Source extract:
CRISP: Persistent Concept Unlearning via Sparse Autoencoders

Technion – Israel Institute of Technology, Boston University, University of Zagreb

Abstract

As large language models (LLMs) are increasingly deployed in real-world applications, the need to selectively remove unwanted knowledge while preserving model utility has become paramount. We introduce CRISP, a parameter-efficient method for persistent concept unlearning via sparse autoencoders (SAEs). CRISP automatically identifies salient SAE features activated by harmful or sensitive knowledge and suppresses their activations through fine-tuning, ensuring permanent removal rather than inference-time control. Experiments on two open-weight LLMs show that CRISP achieves state-of-the-art unlearning performance on safety-critical benchmarks while preserving fluency and benign knowledge. Feature-level analyses further demonstrate that CRISP disentangles and suppresses target features with high semantic precision, maintaining coherent text generation and minimal collateral forgetting.

CRISP method diagram
Overview of CRISP: (1) Identify features frequently and strongly activated by the target corpus—but not by the benign corpus—using sparse autoencoders (SAEs). (2) Fine-tune the model to suppress these features on the target corpus while preserving their activations on benign data.

Related Work

Machine Unlearning. Prior methods aim to remove specific knowledge from language models by modifying parameters or optimizing gradients to shift latent representations. Such global edits often harm related concepts and degrade general utility. CRISP instead performs feature-level unlearning, selectively suppressing relevant directions in the representation space for minimal disruption.

Sparse Autoencoders and Steering. Sparse autoencoders (SAEs) enable interpretable access to model features and have been used for inference-time steering of specific behaviors. However, steering does not alter model parameters, leaving underlying knowledge intact. CRISP leverages SAEs for automatic, context-aware suppression of harmful activations, achieving persistent and precise unlearning while preserving benign knowledge.

Method

CRISP operates in two key phases: feature selection and model optimization.

Action item: Continue the CRISP write-up on persistent concept unlearning, picking up after its last sentence. The material has no connection to the CRISP write-up.

Supplied information:
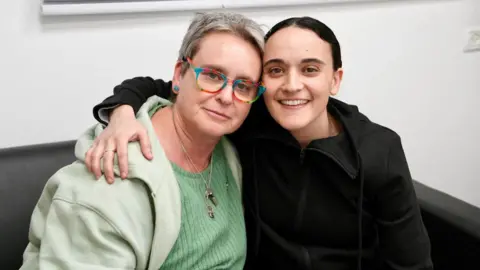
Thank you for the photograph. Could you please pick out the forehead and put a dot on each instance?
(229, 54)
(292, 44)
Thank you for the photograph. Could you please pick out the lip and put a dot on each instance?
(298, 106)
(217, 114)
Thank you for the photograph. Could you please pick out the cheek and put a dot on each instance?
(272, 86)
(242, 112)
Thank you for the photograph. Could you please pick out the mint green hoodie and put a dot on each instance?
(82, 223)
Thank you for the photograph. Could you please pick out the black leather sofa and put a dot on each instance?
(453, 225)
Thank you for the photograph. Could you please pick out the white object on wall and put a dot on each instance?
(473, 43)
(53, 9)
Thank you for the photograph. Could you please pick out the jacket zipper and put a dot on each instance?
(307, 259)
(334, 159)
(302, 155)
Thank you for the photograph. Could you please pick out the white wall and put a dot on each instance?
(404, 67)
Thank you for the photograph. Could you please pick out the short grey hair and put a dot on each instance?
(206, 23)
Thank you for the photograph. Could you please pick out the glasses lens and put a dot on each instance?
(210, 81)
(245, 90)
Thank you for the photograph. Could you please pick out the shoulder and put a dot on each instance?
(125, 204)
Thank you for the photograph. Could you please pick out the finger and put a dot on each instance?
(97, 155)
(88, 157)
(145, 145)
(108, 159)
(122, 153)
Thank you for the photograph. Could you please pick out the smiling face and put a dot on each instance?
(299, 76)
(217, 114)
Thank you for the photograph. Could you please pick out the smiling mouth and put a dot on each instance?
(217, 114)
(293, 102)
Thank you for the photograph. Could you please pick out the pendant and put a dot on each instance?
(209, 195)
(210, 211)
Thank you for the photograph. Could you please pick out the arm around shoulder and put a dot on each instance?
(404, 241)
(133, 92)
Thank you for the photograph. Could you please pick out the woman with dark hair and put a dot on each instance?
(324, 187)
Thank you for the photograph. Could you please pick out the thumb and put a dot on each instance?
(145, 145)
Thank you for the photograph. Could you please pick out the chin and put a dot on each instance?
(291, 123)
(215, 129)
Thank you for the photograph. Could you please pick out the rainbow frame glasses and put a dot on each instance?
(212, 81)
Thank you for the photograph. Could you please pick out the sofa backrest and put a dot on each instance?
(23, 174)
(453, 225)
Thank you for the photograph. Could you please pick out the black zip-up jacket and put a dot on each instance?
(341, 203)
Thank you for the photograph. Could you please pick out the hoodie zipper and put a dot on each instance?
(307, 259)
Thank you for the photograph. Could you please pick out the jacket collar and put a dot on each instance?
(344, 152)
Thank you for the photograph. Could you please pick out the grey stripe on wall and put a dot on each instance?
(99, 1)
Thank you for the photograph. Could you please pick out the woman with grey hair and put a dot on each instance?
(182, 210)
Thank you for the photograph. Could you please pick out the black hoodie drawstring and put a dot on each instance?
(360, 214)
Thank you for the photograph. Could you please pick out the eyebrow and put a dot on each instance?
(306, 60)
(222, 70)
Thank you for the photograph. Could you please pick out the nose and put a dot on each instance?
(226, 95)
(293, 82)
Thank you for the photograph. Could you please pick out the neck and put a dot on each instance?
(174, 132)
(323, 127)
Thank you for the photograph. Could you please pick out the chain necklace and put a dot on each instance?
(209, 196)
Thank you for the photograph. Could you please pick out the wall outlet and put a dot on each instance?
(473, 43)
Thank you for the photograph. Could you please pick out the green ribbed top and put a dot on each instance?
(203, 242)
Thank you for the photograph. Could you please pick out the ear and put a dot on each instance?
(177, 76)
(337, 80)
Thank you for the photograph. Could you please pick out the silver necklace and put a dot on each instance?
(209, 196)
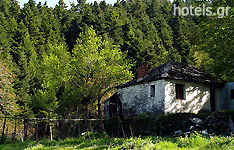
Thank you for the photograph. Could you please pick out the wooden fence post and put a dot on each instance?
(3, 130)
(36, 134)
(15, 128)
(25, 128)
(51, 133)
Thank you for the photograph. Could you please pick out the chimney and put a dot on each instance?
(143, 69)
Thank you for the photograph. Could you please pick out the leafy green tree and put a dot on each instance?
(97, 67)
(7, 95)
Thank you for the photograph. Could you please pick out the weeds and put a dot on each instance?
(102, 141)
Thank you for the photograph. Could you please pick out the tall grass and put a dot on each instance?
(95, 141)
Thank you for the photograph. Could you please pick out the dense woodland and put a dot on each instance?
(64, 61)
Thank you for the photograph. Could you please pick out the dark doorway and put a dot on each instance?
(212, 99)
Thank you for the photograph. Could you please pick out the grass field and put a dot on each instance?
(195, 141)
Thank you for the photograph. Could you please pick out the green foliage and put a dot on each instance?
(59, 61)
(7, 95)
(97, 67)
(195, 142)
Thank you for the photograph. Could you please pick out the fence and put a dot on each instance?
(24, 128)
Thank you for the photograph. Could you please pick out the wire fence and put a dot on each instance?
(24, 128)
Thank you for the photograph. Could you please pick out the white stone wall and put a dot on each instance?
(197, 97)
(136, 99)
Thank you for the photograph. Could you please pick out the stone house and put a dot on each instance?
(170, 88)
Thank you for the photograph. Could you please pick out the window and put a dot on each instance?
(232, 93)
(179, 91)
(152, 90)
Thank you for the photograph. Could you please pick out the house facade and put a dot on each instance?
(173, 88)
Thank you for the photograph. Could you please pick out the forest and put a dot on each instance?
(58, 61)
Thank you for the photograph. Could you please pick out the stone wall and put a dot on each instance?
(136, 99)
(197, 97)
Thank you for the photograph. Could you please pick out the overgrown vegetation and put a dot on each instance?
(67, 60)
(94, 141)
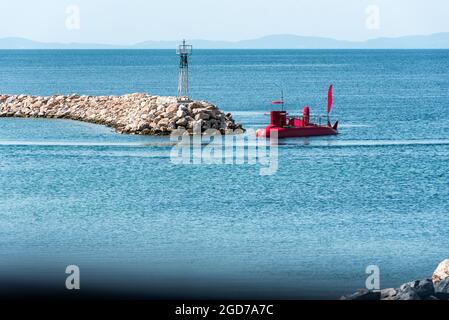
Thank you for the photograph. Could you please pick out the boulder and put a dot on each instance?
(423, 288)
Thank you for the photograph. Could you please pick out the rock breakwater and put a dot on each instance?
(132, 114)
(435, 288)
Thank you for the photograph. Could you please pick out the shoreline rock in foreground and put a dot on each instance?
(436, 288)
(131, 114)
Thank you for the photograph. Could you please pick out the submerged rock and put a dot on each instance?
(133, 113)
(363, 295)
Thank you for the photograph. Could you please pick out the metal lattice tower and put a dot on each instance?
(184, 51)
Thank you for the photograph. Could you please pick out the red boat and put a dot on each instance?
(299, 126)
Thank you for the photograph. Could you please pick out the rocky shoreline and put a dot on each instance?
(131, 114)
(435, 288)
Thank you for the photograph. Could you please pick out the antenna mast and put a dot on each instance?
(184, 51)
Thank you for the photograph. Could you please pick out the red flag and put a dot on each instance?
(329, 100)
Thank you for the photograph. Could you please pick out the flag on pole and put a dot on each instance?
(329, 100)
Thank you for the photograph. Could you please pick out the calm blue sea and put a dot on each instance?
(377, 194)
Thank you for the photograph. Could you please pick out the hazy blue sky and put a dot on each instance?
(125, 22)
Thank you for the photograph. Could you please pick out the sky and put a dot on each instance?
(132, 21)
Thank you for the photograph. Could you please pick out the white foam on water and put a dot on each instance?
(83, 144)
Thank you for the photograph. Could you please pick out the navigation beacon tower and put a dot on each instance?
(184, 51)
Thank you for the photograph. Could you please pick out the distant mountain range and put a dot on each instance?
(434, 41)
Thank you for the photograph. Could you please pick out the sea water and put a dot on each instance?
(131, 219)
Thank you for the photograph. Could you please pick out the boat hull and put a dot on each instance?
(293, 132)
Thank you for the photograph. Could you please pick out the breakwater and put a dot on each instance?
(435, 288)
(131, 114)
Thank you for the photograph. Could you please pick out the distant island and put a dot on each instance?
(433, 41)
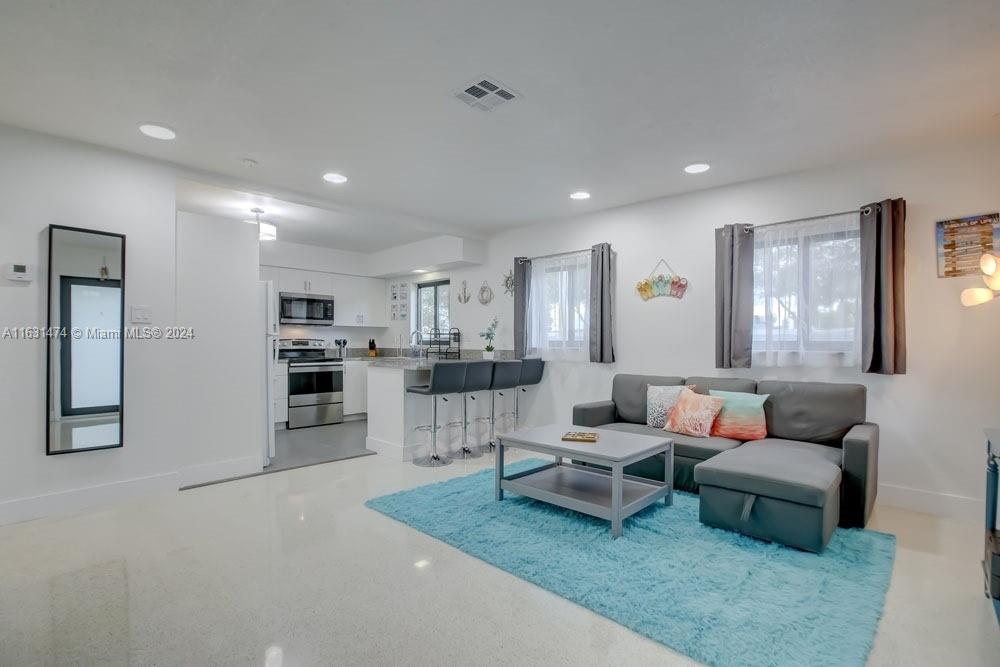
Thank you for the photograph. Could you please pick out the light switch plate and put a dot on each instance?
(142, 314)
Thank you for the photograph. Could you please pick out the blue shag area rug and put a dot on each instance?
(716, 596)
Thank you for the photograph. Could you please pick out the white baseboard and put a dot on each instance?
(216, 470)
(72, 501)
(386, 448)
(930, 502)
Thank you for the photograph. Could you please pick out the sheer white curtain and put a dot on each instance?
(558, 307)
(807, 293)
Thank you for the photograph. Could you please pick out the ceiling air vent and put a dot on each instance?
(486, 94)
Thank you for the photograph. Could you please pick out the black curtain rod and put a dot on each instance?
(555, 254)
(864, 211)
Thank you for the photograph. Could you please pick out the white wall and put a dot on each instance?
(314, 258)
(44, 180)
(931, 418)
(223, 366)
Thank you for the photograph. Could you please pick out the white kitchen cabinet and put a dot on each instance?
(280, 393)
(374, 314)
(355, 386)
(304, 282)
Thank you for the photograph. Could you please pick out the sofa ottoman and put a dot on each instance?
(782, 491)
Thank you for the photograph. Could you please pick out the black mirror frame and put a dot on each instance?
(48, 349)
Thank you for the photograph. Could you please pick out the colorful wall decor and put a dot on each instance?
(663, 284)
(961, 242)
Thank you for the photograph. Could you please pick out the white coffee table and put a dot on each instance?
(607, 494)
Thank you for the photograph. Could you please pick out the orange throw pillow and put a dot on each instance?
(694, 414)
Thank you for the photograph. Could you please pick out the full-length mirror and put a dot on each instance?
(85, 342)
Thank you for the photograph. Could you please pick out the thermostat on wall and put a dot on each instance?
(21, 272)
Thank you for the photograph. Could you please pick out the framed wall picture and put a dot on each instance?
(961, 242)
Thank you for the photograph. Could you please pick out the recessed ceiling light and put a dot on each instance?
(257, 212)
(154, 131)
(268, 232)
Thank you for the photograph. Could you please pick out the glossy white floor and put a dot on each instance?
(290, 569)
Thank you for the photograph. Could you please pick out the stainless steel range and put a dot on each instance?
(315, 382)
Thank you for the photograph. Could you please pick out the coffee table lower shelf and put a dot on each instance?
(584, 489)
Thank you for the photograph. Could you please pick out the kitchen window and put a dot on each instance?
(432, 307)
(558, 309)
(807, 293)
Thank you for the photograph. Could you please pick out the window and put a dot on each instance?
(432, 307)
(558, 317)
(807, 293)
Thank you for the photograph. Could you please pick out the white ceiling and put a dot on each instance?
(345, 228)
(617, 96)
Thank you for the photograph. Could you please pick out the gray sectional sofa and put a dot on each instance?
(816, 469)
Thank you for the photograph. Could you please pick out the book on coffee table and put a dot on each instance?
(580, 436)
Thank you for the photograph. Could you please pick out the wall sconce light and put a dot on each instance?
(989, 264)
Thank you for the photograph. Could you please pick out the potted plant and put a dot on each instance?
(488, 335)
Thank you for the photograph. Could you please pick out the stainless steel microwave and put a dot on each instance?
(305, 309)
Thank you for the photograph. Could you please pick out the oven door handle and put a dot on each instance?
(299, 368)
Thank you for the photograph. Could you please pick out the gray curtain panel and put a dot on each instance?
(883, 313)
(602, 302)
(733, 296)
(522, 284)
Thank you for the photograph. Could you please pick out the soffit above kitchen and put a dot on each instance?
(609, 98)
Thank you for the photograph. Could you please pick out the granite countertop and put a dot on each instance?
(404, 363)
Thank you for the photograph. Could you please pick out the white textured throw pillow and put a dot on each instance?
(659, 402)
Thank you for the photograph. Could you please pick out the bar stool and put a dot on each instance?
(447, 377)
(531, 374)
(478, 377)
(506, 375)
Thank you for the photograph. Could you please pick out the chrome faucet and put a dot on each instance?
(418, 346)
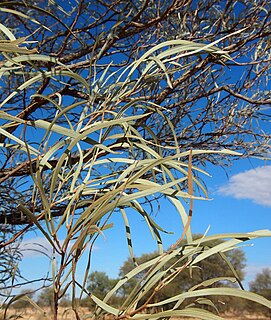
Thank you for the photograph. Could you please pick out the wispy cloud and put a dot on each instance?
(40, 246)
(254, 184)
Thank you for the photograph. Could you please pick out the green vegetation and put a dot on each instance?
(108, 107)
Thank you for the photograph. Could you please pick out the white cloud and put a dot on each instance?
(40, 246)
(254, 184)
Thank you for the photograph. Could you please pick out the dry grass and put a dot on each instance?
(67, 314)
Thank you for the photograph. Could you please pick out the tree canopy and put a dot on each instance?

Task result:
1. Feature Selection: Using pre-trained SAEs, CRISP computes activation statistics over a target corpus (harmful knowledge) and a retain corpus (benign knowledge). It identifies salient features with high activation frequency and relative activation ratios on the target set, filtering them by significance thresholds.

2. Model Optimization: CRISP fine-tunes the model using LoRA adapters to suppress the activations of selected SAE features on the target corpus while preserving the original hidden representations on the retain set. The total loss combines three objectives: unlearning, retention, and coherence, balancing concept removal with fluency preservation.

Experimental Setup

We evaluate CRISP on the WMDP benchmark (Li et al., 2024), focusing on two domains:

  • Biosecurity: Removal of expert-level virology knowledge while retaining general biology.
  • Cybersecurity: Removal of harmful cybersecurity instructions while retaining general computer science.

Experiments were conducted on Llama-3.1-8B and Gemma-2-2B models, using publicly available SAEs from LlamaScope and GemmaScope. Baselines include RMU and ELM. Evaluation covers unlearning accuracy, retention, MMLU performance, fluency, and concept coherence.

Results

CRISP demonstrates superior performance in concept unlearning, achieving a balanced trade-off between unlearning efficacy and retention of general and domain-specific knowledge. It consistently outperforms prior methods while preserving fluency and coherence in generation.

Llama Bio results
Trade-off performance on the WMDP-Bio dataset using Llama-3.1-8B.
Gemma Bio results
Trade-off performance on the WMDP-Bio dataset using Gemma-2-2B.

Feature Analysis

CRISP’s feature analysis highlights its precision in targeting harmful concepts while preserving benign features. By focusing on salient SAE features, it disentangles harmful activations from benign ones, ensuring semantic stability across layers.

Gemma features scatter
Gemma-2-2B Layer 14: disentangled and suppressed harmful features after CRISP unlearning.
Llama features scatter
Llama-3.1-8B Layer 24: disentangled and suppressed harmful features after CRISP unlearning.